:: WHAT NEEDS TO BE DONE ::
One figure is the whole answer: the number of lines below that contain the word "instance".

:: DATA PROVIDED ::
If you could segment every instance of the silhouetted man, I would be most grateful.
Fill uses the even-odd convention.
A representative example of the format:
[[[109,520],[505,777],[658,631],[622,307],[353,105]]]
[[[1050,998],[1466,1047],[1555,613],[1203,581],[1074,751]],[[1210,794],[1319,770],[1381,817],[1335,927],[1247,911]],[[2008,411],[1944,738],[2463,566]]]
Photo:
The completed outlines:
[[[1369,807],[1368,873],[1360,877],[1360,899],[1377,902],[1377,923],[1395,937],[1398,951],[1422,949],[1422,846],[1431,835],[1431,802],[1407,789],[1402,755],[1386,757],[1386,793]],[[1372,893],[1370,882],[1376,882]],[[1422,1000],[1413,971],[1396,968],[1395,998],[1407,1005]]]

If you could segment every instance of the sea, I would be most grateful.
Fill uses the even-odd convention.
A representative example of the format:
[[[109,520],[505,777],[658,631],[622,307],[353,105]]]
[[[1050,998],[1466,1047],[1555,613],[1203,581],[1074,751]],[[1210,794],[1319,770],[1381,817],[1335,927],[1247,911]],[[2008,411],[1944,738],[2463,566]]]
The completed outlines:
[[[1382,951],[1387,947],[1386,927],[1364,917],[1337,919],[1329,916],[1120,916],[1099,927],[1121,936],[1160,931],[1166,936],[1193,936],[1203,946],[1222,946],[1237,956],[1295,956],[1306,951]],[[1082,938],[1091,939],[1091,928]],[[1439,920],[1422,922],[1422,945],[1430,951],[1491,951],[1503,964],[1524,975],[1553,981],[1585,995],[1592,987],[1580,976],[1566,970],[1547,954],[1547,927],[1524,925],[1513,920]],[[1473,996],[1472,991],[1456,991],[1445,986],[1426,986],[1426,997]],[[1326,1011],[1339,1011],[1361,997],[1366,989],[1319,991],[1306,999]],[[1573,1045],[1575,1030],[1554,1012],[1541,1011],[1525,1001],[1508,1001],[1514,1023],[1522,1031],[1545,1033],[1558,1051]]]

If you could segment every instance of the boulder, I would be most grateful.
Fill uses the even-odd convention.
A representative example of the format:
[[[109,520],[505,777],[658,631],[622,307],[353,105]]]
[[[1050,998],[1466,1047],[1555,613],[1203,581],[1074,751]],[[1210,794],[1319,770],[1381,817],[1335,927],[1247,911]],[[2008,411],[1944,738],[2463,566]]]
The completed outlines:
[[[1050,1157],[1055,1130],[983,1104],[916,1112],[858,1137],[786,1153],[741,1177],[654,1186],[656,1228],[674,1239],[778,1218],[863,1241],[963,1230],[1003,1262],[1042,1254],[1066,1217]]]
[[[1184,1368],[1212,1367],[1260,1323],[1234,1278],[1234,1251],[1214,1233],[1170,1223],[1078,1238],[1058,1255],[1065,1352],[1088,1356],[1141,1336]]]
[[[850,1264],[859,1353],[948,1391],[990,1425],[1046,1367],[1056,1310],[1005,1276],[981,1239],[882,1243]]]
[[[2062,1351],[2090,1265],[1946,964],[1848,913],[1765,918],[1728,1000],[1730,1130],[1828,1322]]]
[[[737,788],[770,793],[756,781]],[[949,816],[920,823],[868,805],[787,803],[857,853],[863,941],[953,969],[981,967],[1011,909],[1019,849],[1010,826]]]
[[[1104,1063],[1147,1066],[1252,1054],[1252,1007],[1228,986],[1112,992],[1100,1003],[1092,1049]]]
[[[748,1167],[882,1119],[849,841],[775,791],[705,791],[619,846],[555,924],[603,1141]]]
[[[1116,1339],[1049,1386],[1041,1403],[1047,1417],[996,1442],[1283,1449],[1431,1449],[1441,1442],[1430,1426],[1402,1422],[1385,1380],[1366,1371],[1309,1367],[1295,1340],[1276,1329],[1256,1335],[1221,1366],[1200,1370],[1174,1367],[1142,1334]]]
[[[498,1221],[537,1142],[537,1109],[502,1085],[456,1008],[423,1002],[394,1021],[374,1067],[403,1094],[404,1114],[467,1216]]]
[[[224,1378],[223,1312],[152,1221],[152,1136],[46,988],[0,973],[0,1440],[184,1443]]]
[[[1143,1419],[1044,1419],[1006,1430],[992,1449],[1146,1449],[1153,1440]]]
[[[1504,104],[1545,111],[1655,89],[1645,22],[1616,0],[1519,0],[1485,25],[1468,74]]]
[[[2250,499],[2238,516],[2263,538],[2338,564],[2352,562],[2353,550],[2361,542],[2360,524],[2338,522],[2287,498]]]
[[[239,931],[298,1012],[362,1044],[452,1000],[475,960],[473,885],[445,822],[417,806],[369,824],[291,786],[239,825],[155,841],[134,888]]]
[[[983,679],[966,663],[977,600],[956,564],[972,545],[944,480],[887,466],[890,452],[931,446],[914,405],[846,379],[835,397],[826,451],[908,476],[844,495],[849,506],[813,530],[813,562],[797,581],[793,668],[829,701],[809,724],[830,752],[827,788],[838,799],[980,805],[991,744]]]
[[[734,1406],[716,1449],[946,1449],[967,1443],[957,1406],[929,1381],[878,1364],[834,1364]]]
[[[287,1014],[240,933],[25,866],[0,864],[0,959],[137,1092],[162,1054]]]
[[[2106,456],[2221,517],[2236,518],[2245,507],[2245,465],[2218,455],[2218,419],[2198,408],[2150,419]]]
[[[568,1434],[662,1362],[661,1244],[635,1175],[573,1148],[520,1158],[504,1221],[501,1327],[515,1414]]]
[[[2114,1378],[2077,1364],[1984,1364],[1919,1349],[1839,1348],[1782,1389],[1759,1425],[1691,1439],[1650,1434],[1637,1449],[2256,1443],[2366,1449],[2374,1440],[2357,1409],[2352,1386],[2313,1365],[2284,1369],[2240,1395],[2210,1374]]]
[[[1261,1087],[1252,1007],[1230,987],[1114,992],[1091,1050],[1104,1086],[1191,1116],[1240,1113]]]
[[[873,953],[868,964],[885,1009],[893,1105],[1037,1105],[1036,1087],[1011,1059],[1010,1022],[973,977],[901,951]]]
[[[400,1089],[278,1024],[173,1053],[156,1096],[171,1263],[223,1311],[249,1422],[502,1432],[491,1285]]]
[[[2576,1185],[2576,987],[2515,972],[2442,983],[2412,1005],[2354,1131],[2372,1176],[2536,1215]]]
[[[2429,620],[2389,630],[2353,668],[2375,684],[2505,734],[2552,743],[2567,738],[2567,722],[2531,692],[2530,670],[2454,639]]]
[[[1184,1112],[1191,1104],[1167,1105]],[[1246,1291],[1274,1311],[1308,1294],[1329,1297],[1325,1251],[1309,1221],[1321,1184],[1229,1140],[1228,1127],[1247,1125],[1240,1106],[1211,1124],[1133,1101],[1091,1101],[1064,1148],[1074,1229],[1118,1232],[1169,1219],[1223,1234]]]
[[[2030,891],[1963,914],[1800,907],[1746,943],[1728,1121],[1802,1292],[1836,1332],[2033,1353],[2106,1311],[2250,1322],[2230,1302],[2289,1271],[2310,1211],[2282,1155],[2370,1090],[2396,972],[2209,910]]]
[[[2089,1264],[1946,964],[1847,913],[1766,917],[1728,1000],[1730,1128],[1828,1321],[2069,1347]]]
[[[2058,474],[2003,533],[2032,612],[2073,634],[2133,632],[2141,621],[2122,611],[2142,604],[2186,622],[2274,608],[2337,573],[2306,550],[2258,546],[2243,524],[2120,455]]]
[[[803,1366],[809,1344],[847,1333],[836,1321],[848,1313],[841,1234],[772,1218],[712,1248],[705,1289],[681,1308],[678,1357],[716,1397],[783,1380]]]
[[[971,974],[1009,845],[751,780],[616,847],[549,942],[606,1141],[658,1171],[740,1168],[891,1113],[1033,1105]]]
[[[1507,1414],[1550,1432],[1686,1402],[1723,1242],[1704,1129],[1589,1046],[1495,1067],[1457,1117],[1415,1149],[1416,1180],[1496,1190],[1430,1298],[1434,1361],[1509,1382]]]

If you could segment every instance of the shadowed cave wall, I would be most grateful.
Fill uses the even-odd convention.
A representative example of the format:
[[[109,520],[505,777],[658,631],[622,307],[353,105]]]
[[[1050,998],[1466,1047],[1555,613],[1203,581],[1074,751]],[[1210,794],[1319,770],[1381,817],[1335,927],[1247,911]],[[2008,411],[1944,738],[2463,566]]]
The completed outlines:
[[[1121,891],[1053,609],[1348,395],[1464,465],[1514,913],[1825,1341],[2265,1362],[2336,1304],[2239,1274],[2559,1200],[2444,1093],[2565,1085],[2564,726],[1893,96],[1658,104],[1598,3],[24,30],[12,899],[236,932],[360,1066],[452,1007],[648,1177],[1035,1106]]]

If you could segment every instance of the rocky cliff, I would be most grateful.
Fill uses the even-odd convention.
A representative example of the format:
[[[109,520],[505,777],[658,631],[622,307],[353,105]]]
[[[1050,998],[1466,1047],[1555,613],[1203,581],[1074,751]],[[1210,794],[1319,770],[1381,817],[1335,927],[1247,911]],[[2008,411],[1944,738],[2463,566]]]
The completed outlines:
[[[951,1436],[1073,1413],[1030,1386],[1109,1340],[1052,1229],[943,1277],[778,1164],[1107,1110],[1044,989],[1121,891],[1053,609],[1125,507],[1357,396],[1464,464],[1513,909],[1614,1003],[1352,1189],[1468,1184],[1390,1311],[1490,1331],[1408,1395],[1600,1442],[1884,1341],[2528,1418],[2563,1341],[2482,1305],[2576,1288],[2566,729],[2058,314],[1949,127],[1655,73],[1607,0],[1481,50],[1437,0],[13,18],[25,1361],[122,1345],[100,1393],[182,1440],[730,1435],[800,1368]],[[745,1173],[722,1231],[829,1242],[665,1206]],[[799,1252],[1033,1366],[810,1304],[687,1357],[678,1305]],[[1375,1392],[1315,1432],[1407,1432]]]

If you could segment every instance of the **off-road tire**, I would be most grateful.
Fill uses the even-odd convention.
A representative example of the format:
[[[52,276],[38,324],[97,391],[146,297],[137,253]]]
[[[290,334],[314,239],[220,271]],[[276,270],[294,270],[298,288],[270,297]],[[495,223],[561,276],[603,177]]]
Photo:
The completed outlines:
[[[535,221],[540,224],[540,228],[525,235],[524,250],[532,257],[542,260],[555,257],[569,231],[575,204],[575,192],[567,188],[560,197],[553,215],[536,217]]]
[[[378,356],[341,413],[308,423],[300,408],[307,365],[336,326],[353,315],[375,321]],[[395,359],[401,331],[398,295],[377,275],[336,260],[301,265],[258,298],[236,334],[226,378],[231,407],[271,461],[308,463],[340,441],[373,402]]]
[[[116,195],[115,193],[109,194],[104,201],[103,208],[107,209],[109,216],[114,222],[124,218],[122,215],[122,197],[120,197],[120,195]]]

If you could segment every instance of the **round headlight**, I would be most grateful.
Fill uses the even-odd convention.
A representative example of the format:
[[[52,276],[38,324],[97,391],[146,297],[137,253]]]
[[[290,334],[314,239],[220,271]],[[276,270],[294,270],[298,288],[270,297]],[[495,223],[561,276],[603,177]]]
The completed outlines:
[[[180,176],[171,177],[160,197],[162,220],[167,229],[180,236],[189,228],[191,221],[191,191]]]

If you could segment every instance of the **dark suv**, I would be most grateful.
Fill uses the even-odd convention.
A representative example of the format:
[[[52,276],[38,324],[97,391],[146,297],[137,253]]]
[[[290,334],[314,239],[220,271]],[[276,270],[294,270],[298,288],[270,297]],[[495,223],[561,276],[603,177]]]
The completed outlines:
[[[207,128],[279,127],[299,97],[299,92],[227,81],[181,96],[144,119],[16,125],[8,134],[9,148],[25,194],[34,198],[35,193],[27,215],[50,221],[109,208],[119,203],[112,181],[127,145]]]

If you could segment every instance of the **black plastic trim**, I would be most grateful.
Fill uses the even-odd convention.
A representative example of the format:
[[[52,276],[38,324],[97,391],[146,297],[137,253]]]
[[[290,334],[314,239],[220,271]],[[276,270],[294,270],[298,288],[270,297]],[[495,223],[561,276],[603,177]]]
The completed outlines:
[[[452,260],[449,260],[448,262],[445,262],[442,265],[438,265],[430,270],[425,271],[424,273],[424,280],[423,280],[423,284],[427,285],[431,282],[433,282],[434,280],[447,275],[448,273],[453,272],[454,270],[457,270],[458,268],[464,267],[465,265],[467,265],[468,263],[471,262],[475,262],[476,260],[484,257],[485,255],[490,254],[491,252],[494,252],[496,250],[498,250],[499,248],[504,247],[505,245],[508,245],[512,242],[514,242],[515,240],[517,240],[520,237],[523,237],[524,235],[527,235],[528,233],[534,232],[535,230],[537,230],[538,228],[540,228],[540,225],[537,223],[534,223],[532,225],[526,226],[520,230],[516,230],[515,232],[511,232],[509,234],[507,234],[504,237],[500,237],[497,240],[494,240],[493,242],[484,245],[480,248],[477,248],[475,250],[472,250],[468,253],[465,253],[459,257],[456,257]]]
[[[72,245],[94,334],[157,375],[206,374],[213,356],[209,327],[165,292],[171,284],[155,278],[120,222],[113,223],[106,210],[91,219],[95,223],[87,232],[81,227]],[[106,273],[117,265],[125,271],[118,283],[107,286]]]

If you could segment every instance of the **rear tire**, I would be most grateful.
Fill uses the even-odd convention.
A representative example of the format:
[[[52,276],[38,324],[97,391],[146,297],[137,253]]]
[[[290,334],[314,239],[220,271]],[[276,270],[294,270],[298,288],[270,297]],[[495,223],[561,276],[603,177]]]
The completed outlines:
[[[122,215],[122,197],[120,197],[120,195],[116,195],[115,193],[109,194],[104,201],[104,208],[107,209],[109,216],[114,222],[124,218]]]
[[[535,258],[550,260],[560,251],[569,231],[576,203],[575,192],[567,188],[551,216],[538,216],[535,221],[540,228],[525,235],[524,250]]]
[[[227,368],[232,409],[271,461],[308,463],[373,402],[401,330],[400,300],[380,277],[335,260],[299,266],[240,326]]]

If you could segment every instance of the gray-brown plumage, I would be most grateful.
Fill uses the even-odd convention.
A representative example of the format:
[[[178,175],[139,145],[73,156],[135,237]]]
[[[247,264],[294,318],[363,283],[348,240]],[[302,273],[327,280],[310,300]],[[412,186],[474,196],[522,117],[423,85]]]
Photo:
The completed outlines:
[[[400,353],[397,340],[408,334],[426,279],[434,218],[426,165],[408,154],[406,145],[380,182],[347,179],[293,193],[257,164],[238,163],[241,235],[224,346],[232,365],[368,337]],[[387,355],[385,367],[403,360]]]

:: COMPLETED EXERCISE ::
11